Text excerpt =
_ _ _ _

141) Although art production and awareness fosters curiosity, the problem for
Bion is that the use of language impedes. ‘The over stifling nature of words
can create there own illusions’. Cage says ‘when you succeed in defining and
cutting things off from something, you thereby take the life out of them. It
isn’t any longer as true as it was when it was incapable of being defined” p119
A disciplined attitude
to the work, allowing discovery, uncertainty and being in unfamiliar territory
will open up new opportunities, the need to avoid too quick, too superficial
and thus too partial understandings is unhelpful, the paradox of mental discomfort
keen to contribute, struggle to read, to frustrate the process of the revealing
of knowledge or not. ‘The shaking up of certainties to reveal ready made truths
enliven a blunt and stifled mind’.

_ _ _ _

Dataset entries =

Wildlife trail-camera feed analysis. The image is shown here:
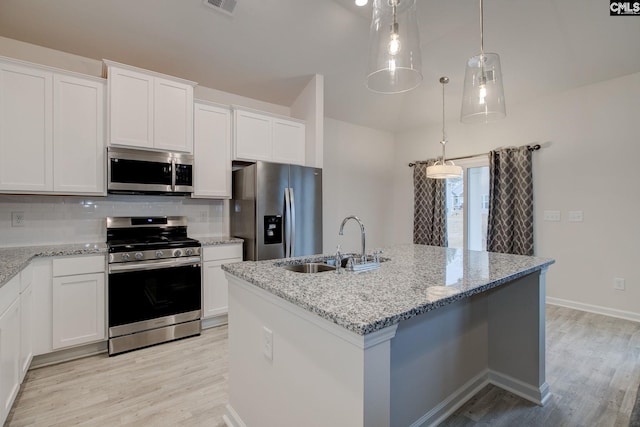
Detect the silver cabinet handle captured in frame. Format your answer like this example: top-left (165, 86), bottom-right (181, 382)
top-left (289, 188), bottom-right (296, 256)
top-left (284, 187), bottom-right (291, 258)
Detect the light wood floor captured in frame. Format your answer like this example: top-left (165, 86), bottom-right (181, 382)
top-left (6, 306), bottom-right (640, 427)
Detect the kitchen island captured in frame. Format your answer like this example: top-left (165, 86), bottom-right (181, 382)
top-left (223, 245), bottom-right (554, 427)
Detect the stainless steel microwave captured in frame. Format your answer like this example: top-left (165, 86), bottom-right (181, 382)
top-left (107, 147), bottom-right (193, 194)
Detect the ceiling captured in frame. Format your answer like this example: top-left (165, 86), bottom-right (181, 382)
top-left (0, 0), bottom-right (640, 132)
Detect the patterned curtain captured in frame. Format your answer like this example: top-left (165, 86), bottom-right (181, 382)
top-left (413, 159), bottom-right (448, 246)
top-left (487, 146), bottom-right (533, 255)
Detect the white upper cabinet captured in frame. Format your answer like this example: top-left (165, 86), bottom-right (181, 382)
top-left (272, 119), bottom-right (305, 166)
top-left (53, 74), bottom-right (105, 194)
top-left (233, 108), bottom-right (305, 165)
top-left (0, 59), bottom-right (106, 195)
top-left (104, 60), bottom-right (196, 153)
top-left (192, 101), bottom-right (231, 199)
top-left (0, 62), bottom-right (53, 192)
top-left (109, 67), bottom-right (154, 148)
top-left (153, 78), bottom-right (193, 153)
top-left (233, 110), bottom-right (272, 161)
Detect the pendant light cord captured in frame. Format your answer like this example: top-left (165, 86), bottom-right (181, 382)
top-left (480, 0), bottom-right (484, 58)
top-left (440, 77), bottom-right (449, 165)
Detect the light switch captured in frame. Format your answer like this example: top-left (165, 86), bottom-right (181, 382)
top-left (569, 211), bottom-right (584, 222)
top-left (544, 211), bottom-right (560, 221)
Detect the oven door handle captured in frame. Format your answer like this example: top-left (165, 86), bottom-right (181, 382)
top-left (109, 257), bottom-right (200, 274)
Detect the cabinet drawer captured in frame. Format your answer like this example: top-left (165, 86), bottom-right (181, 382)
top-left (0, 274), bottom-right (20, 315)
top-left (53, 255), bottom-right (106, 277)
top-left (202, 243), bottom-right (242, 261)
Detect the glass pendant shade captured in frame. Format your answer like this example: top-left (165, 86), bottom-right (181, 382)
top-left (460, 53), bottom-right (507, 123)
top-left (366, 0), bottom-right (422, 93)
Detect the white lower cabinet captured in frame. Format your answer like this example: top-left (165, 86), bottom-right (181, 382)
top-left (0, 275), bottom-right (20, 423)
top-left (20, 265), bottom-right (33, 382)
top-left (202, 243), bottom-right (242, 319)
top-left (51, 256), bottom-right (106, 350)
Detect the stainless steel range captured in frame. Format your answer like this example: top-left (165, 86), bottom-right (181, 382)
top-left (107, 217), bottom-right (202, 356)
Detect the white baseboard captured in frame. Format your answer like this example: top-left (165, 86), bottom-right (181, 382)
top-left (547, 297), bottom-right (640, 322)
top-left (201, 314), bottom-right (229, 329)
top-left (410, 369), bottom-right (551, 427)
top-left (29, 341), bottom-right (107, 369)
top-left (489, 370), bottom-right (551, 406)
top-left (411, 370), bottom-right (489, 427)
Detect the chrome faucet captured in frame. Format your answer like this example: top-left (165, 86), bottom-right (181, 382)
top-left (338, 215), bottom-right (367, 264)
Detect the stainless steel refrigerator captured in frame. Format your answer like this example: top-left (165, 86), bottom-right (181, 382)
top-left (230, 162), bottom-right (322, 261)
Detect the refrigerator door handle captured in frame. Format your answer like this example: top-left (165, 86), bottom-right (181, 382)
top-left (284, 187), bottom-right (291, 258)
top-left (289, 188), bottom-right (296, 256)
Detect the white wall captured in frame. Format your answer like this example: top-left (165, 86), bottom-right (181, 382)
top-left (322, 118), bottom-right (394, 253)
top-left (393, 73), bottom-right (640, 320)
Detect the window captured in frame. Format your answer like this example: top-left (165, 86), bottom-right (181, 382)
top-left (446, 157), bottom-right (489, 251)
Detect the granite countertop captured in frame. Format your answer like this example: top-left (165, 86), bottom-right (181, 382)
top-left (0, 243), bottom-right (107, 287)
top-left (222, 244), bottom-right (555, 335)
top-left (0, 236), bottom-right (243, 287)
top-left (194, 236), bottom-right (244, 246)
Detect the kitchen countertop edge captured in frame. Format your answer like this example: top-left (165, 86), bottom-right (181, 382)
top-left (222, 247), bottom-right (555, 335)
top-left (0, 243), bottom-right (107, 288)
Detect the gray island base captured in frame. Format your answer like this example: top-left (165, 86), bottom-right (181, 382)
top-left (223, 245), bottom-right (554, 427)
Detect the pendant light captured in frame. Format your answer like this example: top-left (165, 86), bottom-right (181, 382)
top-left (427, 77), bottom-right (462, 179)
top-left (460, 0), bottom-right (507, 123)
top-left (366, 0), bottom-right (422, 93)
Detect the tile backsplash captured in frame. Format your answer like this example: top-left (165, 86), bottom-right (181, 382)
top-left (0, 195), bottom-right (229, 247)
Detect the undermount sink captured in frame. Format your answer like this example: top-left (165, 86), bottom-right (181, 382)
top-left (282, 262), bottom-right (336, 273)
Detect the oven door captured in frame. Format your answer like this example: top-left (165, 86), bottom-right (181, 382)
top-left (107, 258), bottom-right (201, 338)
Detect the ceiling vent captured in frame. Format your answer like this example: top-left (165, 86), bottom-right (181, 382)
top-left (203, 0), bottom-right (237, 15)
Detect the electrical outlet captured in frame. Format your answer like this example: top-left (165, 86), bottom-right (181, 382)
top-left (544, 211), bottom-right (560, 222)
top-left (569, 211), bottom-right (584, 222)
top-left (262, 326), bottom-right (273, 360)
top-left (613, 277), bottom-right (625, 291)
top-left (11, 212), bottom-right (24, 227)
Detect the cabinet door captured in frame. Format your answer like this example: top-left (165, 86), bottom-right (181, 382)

_ _ _ _

Questions on the material =
1) In the passage on Bion, Cage and language, what is the problem for Bion?
2) According to the passage on Bion, Cage and language, what does a disciplined attitude to the work allow? List each thing it names.
3) Continue the passage on Bion, Cage and language from where it stops.

Responses in order =
1) For Bion, the problem is that the use of language impedes.

2)
- discovery
- uncertainty
- being in unfamiliar territory

3)
The work of this
thesis is to provide or underpin a piece of interdisciplinary dialogue, both
enriching and also in this process limiting it. Questions raised will be, are
there substantial convergence between the production of self-portraits and
there interpretation and are these on a superficial level or do they, viewed
through the lens of psychoanalytical theory, convey some fundamental aspects of
thinking of both producer and reader?
Keats’s theory of
negative capability, where the ability to allow oneself to be ‘in uncertainties
of emotions in universal terms, distinguishing between the universal and the
individual’, is the nature of this project and having negative capability as the
intuitive process of being in an uncertain state, in that the hope that new meaning
as outcome will emerge, is of value. where art meets life.